== OPDRACHT ==
Noem alle regels uit de vermeldingen hieronder waarin het woord "wooden" voorkomt, en neem elke regel ongewijzigd over.

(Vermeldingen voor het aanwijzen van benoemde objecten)
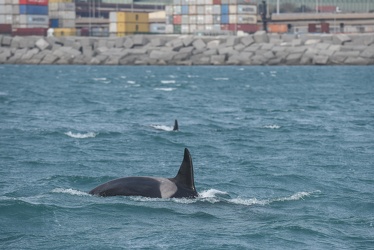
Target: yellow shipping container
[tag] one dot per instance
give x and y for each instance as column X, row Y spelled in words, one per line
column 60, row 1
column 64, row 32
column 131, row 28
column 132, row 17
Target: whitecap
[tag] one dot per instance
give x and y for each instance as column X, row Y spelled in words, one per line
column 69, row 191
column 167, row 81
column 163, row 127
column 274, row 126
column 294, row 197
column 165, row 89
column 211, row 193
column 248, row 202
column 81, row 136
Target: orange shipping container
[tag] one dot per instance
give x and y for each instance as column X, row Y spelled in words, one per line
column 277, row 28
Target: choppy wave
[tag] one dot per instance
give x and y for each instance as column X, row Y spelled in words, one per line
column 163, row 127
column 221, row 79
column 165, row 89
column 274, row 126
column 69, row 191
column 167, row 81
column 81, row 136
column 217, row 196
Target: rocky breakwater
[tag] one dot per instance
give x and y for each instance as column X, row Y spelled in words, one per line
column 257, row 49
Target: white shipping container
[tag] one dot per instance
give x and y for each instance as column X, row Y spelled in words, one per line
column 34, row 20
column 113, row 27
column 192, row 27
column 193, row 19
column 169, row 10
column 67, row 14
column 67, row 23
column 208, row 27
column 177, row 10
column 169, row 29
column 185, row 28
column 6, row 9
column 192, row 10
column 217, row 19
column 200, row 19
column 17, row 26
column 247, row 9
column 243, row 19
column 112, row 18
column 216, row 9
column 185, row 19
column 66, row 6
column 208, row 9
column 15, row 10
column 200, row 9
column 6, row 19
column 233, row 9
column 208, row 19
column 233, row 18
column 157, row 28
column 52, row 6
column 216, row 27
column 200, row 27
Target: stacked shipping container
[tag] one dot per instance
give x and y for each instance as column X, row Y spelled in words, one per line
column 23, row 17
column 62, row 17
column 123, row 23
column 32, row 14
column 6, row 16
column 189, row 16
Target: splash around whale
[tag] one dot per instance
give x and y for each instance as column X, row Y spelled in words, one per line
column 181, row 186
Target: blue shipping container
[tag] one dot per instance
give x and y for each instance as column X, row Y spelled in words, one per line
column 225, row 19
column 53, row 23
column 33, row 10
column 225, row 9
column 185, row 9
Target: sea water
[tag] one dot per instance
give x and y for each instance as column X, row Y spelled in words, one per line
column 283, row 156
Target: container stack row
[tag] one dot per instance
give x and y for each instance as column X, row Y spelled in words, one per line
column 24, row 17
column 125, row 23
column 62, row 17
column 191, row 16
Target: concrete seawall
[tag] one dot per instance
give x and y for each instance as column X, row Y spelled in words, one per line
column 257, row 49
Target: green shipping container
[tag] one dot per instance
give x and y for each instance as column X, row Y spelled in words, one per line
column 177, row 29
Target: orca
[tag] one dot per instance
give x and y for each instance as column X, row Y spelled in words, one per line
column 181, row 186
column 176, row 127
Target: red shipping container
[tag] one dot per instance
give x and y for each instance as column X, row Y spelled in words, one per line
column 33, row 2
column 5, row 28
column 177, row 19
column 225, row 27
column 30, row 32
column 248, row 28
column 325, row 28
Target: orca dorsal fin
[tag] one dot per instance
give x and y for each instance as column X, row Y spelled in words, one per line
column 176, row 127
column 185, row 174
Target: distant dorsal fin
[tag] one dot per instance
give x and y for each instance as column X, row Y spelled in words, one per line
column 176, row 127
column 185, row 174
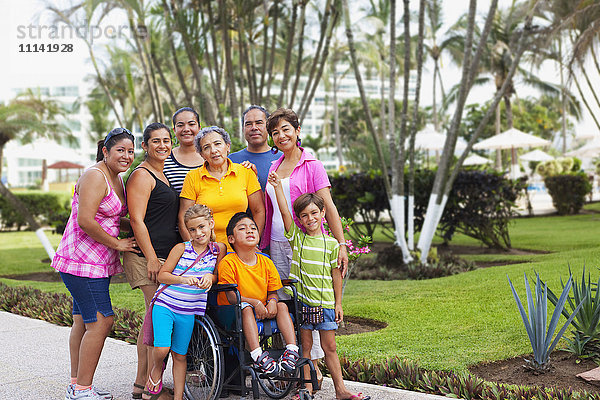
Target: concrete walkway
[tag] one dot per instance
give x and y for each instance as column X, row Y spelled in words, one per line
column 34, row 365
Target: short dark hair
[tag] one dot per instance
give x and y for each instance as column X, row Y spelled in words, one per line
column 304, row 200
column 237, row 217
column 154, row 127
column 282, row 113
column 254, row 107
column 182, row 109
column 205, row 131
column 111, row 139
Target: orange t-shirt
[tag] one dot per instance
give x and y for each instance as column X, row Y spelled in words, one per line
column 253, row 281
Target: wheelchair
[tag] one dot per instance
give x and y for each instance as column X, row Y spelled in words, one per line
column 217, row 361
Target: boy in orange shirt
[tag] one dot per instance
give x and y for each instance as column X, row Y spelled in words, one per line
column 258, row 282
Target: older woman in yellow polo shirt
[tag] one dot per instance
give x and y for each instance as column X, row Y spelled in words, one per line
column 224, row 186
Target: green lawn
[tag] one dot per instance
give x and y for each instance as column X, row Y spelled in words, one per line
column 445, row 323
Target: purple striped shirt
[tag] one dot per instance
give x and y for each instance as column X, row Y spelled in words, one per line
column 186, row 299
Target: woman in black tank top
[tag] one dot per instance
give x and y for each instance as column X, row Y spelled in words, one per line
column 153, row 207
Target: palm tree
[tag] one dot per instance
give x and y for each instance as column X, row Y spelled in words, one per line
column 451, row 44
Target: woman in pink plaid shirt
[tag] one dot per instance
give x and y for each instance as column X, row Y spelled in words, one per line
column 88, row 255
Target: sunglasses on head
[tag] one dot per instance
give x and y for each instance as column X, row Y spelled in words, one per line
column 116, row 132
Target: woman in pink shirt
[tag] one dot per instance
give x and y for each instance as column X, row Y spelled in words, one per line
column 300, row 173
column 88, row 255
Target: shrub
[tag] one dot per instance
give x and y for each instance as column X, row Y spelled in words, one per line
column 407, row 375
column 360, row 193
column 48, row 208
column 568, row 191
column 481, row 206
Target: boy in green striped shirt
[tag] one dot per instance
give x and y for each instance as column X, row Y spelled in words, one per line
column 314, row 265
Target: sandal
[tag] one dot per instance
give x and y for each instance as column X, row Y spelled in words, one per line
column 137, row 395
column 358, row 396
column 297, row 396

---

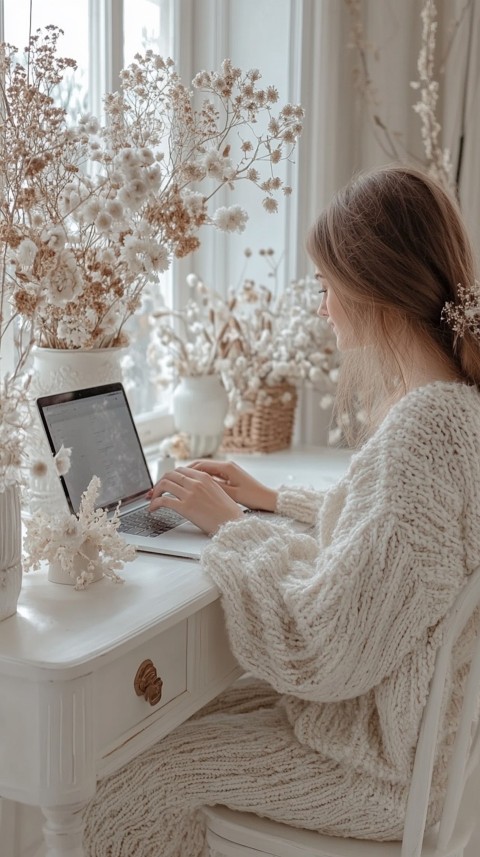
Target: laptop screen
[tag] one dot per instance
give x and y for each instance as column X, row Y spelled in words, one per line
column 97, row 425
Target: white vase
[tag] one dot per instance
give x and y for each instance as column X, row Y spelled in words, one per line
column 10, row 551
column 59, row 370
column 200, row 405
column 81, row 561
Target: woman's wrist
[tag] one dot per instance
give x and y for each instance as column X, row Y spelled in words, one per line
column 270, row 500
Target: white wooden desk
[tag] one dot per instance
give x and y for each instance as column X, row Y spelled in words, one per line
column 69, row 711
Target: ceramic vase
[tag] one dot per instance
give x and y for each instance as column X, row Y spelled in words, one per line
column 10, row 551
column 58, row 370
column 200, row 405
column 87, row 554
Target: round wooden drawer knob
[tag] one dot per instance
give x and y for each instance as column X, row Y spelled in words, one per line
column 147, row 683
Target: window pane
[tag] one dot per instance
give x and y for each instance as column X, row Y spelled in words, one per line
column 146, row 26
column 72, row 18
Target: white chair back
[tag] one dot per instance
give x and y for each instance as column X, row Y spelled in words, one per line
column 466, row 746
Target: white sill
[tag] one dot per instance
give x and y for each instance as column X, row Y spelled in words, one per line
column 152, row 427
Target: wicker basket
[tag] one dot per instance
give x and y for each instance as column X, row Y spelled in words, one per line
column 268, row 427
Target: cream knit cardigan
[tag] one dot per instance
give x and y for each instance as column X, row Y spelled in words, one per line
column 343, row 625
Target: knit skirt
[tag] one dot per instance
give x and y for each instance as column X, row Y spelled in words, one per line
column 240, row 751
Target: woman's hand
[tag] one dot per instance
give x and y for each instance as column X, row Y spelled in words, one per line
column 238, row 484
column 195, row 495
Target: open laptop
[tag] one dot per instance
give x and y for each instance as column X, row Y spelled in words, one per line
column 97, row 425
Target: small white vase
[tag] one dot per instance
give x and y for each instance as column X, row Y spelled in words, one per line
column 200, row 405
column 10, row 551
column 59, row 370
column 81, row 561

* * *

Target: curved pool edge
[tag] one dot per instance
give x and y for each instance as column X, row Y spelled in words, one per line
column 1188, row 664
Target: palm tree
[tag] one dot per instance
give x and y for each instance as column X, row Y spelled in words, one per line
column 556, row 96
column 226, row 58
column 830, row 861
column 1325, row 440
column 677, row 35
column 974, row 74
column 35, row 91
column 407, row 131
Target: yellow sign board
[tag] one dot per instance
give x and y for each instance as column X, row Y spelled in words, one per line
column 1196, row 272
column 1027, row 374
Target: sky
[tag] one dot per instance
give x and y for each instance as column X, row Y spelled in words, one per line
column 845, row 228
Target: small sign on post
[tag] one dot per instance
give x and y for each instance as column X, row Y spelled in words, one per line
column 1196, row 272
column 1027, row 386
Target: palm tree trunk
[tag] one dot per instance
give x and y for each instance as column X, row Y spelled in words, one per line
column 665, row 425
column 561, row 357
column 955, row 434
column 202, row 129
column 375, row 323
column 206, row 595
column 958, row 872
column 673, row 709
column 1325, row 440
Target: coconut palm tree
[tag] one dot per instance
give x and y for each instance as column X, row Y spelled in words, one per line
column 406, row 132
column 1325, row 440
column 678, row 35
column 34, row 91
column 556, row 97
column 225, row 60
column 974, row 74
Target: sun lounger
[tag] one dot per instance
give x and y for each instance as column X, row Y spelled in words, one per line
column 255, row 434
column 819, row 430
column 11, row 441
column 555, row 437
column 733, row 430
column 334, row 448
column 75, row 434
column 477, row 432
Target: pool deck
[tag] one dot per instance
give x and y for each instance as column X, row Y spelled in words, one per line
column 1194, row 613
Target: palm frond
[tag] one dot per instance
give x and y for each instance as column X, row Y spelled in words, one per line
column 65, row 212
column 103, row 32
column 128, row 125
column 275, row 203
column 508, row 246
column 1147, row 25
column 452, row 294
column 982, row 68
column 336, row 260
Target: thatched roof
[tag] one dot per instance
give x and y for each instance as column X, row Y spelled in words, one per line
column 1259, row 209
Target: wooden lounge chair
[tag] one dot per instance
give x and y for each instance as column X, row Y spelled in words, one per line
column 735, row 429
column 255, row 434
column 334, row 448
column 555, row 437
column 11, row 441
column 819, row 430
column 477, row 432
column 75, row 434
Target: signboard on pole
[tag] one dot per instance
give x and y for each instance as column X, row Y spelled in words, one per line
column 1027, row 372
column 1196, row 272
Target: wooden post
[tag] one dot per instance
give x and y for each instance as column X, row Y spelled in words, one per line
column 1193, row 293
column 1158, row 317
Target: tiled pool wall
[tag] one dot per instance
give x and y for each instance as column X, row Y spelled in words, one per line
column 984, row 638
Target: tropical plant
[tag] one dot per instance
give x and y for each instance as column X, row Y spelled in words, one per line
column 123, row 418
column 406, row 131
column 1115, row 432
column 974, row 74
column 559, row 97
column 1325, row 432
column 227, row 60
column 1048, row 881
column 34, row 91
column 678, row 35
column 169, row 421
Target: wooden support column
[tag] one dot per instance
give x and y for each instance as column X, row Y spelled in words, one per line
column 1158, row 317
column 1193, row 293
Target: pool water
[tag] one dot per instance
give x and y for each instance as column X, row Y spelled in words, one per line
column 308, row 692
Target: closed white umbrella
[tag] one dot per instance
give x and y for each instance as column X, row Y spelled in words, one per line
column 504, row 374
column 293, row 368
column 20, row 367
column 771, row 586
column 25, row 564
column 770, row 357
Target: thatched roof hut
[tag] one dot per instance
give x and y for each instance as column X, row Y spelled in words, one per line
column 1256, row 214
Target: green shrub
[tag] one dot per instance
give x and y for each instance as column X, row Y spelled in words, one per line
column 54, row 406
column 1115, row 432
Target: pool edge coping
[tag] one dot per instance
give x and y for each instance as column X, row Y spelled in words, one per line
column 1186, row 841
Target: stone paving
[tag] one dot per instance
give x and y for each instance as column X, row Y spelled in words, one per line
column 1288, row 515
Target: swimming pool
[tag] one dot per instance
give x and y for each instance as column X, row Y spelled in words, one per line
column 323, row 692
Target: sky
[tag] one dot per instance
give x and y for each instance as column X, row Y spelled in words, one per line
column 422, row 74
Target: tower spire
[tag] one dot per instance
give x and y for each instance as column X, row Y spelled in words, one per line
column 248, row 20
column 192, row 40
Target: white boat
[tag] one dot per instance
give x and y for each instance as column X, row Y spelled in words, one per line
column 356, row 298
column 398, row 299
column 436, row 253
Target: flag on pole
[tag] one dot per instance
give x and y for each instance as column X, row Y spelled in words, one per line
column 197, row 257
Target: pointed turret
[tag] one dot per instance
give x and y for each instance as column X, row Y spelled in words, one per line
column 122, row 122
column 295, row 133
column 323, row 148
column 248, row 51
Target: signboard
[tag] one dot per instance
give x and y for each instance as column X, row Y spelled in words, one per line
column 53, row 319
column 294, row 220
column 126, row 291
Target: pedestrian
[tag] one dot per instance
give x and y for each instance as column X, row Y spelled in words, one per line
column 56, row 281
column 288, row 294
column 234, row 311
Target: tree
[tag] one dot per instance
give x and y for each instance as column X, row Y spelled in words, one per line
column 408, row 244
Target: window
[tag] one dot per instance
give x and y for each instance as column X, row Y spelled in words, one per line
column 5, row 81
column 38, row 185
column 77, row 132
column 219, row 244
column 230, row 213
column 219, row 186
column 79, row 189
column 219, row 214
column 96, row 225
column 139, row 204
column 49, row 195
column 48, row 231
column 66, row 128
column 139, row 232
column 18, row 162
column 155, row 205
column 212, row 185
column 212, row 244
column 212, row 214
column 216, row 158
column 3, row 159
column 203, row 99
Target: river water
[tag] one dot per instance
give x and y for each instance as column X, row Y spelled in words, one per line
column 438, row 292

== UITGEWERKTE OPDRACHT ==
Target: white wooden desk
Target: round wooden drawer knob
Target: wooden lounge chair
Target: wooden post
Target: wooden support column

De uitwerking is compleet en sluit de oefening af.